→ Quelltext:
+ + + + +
"Terra Mater – Motherland" von Kantarama Gahigiri, zu sehen bei Vienna Shorts.
Films du Leopard

Ein Green Screen öffnet Möglichkeitsräume  – und das nicht nur für Superheldinnen in Hollywood-Blockbustern. Im Dokumentarfilm Buurman Abdi von Douwe Dijkstra dient ein solcher dem somalischen Niederländer Abdiwahab Ali als digitale Projektionsfläche für seine Erinnerungen. In einem spielerischen Reenactment verwandelt sich das Grün zu Szenen aus der gewaltvollen Kindheit in Mogadischu und Abdis nicht weniger schwieriger Zeit in den Niederlanden. Der mittellange Film ist damit ernste Autobiografie und witziges Making-of zugleich und erzählt ebenso viel über filmische Inszenierung wie über persönliche Realitäten.
+ + + + +
→ Datenauszug:
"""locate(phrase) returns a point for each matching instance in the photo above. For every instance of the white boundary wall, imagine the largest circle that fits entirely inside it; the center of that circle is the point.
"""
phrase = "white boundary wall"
+ + + + +
→ Aufgabenstellung:
1 - Schreiben Sie aus dem Quelltext den Abschnitt von „Films du Leopard“ bis „über persönliche Realitäten.“ wortgetreu ab.
2 - Beantworten Sie die folgenden Fragen zum Quelltext:
(a) Wer führte bei dem Dokumentarfilm „Buurman Abdi“ Regie?
(b) In welcher Stadt verbrachte Abdiwahab Ali seine Kindheit?
(c) Bei welchem Festival ist „Terra Mater – Motherland“ zu sehen?
Stützen Sie sich dabei ausschließlich auf den Quelltext.

→ Lösungen:
1 -
Films du Leopard

Ein Green Screen öffnet Möglichkeitsräume  – und das nicht nur für Superheldinnen in Hollywood-Blockbustern. Im Dokumentarfilm Buurman Abdi von Douwe Dijkstra dient ein solcher dem somalischen Niederländer Abdiwahab Ali als digitale Projektionsfläche für seine Erinnerungen. In einem spielerischen Reenactment verwandelt sich das Grün zu Szenen aus der gewaltvollen Kindheit in Mogadischu und Abdis nicht weniger schwieriger Zeit in den Niederlanden. Der mittellange Film ist damit ernste Autobiografie und witziges Making-of zugleich und erzählt ebenso viel über filmische Inszenierung wie über persönliche Realitäten.

2 -
(a) Douwe Dijkstra
(b) In Mogadischu
(c) Bei Vienna Shorts